__Extrait du document__
↓↓↓
Il fallait bien cela : une présence forte des élus de gauche, ceux du PS en tête, à la manifestation du 16 décembre à Paris, pour gommer les faux pas, la communication à l’emporte-pièce des membres du gouvernement, du Premier ministre et même du président de la République sur le projet de loi de mariage pour tous et d’ouverture de l’adoption aux couples de même sexe. A Paris, Seronet a interviewé des responsables politiques et des présidents d’association sur le contexte actuel, les opposants et la PMA.
↑↑↑
__Actions demandées__
**1.** Répondez à ces questions sur l'extrait consacré à la manifestation du 16 décembre :
(a) Dans quelle ville la manifestation a-t-elle eu lieu ?
(b) Les élus de quel parti sont cités en tête des élus de gauche présents ?
(c) Qui Seronet a-t-il interviewé ?
**2.** Poursuivez l'extrait sur la manifestation du 16 décembre pour le mariage pour tous après sa dernière phrase.

__Matériel fourni__
↓↓↓
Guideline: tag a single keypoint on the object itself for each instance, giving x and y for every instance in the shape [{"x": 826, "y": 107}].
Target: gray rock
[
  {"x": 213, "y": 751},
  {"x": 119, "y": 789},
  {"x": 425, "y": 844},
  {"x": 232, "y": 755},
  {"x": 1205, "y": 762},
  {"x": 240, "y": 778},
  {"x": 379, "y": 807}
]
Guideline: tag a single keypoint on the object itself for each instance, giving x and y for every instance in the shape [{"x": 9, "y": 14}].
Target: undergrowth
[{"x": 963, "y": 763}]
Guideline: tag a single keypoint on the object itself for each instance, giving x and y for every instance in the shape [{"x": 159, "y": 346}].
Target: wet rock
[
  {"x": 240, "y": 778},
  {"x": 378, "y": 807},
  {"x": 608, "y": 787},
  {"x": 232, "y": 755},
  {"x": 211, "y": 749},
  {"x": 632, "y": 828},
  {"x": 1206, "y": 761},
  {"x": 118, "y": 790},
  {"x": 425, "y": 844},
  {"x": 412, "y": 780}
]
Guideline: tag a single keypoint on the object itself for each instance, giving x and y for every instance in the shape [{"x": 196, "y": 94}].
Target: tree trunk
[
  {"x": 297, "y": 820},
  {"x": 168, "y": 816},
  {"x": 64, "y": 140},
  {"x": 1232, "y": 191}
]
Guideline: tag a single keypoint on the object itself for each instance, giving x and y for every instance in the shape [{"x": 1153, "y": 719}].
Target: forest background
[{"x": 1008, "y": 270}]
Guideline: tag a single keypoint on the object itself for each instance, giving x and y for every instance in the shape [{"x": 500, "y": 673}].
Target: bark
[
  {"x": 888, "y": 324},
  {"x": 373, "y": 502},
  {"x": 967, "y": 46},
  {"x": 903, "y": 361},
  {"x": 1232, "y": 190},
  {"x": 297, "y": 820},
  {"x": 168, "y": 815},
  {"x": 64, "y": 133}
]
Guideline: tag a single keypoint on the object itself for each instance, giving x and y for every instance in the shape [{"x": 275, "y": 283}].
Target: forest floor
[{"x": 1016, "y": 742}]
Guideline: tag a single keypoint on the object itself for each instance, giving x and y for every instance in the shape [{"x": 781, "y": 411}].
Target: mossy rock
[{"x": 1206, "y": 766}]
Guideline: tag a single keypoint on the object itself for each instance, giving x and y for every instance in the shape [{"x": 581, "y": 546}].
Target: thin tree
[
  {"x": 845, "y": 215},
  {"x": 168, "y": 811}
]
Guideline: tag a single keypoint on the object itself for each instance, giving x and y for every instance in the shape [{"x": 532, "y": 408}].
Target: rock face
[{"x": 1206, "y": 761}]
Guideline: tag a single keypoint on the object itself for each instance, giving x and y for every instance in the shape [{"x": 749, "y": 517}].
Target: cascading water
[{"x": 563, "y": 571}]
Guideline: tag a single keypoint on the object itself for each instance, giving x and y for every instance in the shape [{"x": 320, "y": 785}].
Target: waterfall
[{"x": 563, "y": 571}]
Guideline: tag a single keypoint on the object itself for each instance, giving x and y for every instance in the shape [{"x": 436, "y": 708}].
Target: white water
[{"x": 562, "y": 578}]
↑↑↑
__Les réponses__
**1.**
(a) À Paris.
(b) Le PS.
(c) Des responsables politiques et des présidents d'association.

**2.**
Présent aux Marches des fiertés de juin, Jean-Paul Huchon, président PS de la région Ile-de-France est campé derrière la banderole… coincé entre les écharpes tricolores de ses collègues. "Nous sommes à la veille d’un événement historique ; un pas en avant de la société vers l’égalité pour tous quelle que soit l’orientation sexuelle, la possibilité d’adopter des enfants, je crois que c’est important, et la PMA, c’est plus discuté, mais je ne vois pas pourquoi on refuserait à des femmes lesbiennes ce qu’on autorise à des femmes hétérosexuelles", explique-t-il. "On a besoin d’être là pour montrer à la population que des élus ont le courage de soutenir cette loi", estime le président de région. Eh oui, ces derniers temps, on a pu avoir des doutes en écoutant certains membres du gouvernement ou les propos sarcastiques de Jean-Pierre Chevènement sur le mariage pour tous (14 décembre dans "Le Monde"). Cela ne mériterait pas d’être relevé si le même n’avait pas été choisi par François Hollande comme envoyé spécial de la France pour une mission officielle en Russie. Et une de ses premières sorties médiatiques sert à tacler une mesure du programme présidentiel.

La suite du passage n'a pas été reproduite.